+++ Extracted data +++
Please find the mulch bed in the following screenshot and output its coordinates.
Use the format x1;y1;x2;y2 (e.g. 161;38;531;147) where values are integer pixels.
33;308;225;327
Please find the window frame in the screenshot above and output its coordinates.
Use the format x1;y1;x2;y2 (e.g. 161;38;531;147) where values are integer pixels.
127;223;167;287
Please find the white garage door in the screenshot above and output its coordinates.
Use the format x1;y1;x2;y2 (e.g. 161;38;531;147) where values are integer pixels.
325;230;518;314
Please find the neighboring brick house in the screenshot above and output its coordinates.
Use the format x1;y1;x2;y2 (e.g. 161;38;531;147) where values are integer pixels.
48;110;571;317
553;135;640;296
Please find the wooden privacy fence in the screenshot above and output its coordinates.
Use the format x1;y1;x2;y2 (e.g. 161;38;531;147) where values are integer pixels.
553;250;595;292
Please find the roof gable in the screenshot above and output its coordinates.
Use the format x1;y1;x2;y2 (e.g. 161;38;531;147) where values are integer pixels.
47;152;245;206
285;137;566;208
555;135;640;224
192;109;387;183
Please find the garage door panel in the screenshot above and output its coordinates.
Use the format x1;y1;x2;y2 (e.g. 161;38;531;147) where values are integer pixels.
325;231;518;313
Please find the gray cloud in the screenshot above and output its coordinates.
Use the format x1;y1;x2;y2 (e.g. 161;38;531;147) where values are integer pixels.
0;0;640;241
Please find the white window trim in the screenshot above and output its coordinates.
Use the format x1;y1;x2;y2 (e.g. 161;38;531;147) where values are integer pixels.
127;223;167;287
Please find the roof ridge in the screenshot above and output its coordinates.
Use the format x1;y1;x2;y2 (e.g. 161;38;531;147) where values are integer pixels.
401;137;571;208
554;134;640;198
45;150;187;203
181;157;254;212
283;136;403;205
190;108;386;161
+++
What the exercise asks – Rewrite every line from the start of the records up to and including the line with "33;308;225;327", keeping the requests as they are. Multiply each coordinate in the answers by 2.25 and round to whole numbers, with halves rounding up, but leave the numbers in the requests and their format samples unchanged.

Solution to this problem –
Please find the mulch bed in the following screenshot and output its coordinates.
Use the format x1;y1;x2;y2 (e.g. 161;38;531;147) where values are integer pixels.
74;693;506;736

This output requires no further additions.